• **LISTING**:
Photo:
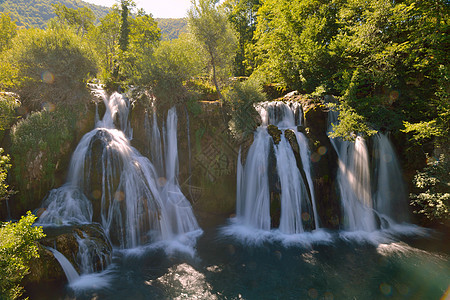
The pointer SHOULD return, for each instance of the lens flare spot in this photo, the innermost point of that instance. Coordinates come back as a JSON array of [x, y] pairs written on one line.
[[119, 196], [305, 216], [313, 294], [387, 158], [48, 106], [47, 77], [385, 289], [315, 157], [96, 194], [278, 254], [394, 95], [322, 150]]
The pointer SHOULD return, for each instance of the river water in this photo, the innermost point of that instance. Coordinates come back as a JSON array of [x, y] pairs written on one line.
[[230, 262]]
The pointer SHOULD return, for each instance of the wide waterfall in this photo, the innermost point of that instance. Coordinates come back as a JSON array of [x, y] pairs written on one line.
[[370, 199], [255, 200], [110, 182]]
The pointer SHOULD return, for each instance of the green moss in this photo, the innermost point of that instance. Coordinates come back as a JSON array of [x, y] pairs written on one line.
[[275, 133], [40, 143]]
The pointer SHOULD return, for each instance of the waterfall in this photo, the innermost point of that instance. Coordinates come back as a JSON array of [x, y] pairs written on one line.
[[361, 206], [253, 199], [293, 189], [253, 207], [68, 269], [110, 182], [390, 196]]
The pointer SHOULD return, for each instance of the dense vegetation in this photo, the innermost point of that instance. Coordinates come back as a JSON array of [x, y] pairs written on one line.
[[36, 13], [17, 248], [386, 62], [172, 28]]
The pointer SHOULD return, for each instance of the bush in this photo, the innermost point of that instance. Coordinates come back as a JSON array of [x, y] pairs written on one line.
[[50, 66], [4, 167], [17, 248], [433, 183], [40, 145], [241, 99]]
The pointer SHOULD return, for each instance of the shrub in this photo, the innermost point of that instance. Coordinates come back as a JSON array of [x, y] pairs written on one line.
[[17, 248], [241, 99], [40, 145], [51, 66], [433, 183]]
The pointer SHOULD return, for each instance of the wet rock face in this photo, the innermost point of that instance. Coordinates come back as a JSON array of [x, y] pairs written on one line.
[[275, 133], [67, 239]]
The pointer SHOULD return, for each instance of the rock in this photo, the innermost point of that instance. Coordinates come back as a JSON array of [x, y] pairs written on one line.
[[275, 133], [66, 239]]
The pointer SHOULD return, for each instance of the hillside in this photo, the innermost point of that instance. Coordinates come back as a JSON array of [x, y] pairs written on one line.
[[36, 13], [172, 28]]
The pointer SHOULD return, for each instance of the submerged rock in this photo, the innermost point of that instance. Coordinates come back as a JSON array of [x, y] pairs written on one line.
[[275, 133], [74, 242]]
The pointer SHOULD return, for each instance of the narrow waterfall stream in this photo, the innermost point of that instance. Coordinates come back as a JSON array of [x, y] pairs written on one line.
[[297, 199], [111, 183]]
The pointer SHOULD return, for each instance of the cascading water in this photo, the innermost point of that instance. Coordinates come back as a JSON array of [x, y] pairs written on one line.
[[67, 267], [110, 182], [389, 196], [297, 193], [364, 209]]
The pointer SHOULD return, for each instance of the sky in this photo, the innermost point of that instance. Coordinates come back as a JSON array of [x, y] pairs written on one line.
[[158, 8]]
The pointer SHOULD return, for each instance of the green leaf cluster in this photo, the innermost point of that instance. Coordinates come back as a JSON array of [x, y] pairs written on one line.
[[17, 248], [433, 184], [172, 29], [241, 98], [39, 144], [50, 66], [36, 13]]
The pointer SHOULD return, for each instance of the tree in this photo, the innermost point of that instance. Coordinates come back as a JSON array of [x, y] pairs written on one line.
[[293, 43], [242, 15], [82, 18], [17, 248], [176, 62], [50, 66], [8, 30], [209, 25], [5, 192], [105, 37]]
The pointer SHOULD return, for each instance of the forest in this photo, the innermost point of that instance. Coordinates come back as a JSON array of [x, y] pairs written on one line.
[[386, 64]]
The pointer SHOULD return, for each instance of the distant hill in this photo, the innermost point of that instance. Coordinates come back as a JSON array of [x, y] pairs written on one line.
[[172, 28], [36, 13]]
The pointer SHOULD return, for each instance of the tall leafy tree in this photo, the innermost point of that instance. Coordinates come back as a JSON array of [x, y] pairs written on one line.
[[8, 30], [81, 19], [209, 24], [242, 14], [50, 66]]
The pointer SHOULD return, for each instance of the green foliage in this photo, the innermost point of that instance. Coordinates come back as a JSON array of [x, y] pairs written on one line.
[[17, 248], [210, 27], [293, 42], [172, 29], [4, 167], [241, 99], [176, 62], [38, 12], [39, 144], [8, 104], [242, 16], [433, 183], [126, 49], [8, 30], [350, 123], [81, 19], [50, 66]]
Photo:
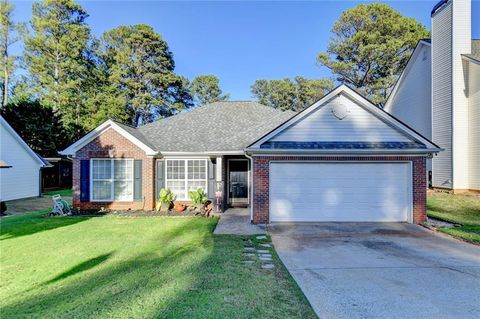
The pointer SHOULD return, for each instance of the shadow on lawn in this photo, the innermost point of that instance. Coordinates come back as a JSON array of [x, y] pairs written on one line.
[[177, 278], [115, 290], [86, 265], [31, 223]]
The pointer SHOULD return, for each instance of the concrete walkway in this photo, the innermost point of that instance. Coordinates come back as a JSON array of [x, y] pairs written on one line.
[[380, 270], [236, 221]]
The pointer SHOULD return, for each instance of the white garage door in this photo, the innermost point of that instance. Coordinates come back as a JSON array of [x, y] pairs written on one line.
[[314, 191]]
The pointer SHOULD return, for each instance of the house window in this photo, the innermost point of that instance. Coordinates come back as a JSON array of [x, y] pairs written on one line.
[[112, 180], [184, 175]]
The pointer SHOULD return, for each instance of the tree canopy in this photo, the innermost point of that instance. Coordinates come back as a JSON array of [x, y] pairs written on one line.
[[140, 73], [369, 48], [288, 94], [206, 89]]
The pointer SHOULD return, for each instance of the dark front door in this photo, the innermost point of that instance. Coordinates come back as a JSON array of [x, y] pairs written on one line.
[[238, 182]]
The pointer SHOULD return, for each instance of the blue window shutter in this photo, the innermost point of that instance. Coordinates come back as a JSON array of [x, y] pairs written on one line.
[[212, 182], [85, 180], [159, 177], [137, 181]]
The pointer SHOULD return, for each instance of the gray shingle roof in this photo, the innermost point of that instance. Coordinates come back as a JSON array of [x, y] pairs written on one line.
[[220, 126]]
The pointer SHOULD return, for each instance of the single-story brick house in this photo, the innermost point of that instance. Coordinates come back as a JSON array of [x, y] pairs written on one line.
[[341, 159]]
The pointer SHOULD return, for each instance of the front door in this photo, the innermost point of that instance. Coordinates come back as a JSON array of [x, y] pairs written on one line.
[[238, 182]]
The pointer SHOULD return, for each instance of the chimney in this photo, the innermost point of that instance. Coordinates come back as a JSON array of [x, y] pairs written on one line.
[[451, 37]]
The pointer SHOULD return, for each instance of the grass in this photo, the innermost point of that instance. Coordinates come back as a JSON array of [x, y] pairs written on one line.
[[461, 209], [146, 267], [61, 192]]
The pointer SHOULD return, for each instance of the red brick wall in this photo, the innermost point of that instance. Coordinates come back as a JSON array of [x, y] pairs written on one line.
[[261, 181], [99, 148]]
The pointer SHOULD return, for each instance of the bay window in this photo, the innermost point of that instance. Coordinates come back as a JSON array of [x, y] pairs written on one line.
[[184, 175], [111, 180]]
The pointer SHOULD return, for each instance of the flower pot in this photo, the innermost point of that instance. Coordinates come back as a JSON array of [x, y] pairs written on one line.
[[179, 207]]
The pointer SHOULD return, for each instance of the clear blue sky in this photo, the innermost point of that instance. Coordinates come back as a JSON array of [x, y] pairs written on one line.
[[240, 41]]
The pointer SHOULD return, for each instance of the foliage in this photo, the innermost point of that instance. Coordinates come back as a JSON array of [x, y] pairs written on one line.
[[370, 47], [288, 94], [40, 127], [56, 56], [205, 89], [166, 196], [198, 197], [140, 73], [10, 33]]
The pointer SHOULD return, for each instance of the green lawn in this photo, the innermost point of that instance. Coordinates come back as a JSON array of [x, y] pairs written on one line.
[[149, 267], [460, 209], [61, 192]]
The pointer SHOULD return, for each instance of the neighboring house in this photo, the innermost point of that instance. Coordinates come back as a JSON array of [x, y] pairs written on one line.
[[342, 159], [438, 94], [22, 179]]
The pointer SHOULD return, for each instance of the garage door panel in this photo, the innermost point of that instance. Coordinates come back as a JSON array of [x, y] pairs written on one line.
[[339, 191]]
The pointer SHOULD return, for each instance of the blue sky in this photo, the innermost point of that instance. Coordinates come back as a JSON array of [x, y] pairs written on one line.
[[239, 41]]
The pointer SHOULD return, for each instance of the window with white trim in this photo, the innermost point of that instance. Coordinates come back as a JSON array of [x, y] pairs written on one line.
[[184, 175], [111, 180]]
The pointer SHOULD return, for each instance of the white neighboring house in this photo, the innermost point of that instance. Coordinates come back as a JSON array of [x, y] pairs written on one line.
[[22, 179], [438, 94]]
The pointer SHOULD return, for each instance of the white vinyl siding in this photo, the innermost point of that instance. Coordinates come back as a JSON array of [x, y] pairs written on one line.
[[474, 126], [358, 126], [111, 180], [442, 96], [22, 180], [184, 175], [411, 102], [462, 40], [340, 192]]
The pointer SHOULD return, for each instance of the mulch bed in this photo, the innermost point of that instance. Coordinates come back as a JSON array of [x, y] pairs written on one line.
[[132, 213]]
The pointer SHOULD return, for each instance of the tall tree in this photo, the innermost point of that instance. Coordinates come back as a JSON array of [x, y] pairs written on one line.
[[206, 89], [10, 33], [140, 70], [55, 54], [288, 94], [370, 47]]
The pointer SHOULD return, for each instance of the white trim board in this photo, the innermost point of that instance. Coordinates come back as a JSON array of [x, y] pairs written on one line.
[[361, 101], [105, 126]]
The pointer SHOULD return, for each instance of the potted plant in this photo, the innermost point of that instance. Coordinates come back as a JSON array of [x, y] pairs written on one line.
[[198, 199], [165, 199]]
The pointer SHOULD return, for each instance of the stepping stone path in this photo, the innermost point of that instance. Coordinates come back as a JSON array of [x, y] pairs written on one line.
[[251, 253]]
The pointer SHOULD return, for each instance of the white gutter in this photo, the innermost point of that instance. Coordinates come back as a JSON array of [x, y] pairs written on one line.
[[343, 152], [251, 185]]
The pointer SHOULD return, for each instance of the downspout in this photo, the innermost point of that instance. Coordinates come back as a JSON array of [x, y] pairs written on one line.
[[251, 185]]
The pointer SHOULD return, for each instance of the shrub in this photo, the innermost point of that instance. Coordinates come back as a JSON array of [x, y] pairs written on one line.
[[198, 197]]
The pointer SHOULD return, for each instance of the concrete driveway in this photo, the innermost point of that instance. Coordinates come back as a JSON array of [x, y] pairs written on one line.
[[381, 270]]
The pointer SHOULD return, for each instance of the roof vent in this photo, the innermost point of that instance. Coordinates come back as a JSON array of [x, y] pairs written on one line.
[[340, 111]]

• **TO BE DONE**:
Render the records from the line containing "The pointer SHOULD return, for each instance of the grass" through the line containing "[[261, 181], [99, 148]]", both included, as a JSON list of strings with one string per line and blank lines omitted.

• **REPLY TO THE TASK**:
[
  "The pointer SHOULD return, for each instance of the grass in this photo, the innermost point of that instance. Coordinates come back as a JSON array of [x, y] pairs written on one line.",
  "[[461, 209], [146, 267], [61, 192]]",
  "The pointer SHOULD return, for each instance of the red brick wall in this photo, the innermost point of that instance. Coordinates come back as a JSON array of [x, y] pairs written on one line.",
  "[[261, 181], [99, 148]]"
]